**Task**
Switch each "keypoint" in the items below to "marker", and leave every other character unchanged.
** START OF The data **
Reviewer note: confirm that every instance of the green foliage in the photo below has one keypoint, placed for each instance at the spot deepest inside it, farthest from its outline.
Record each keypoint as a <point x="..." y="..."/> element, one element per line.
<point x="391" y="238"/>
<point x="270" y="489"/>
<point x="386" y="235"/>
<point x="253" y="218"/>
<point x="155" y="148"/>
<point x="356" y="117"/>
** END OF The data **
**Task response**
Reviewer note: confirm that every instance of the green foliage in the photo below has one marker, placed for each instance at the spot deepest inside it, farthest from its outline.
Record each marker as a <point x="..." y="..."/> element, one element per line.
<point x="391" y="238"/>
<point x="270" y="489"/>
<point x="386" y="235"/>
<point x="253" y="218"/>
<point x="155" y="148"/>
<point x="356" y="117"/>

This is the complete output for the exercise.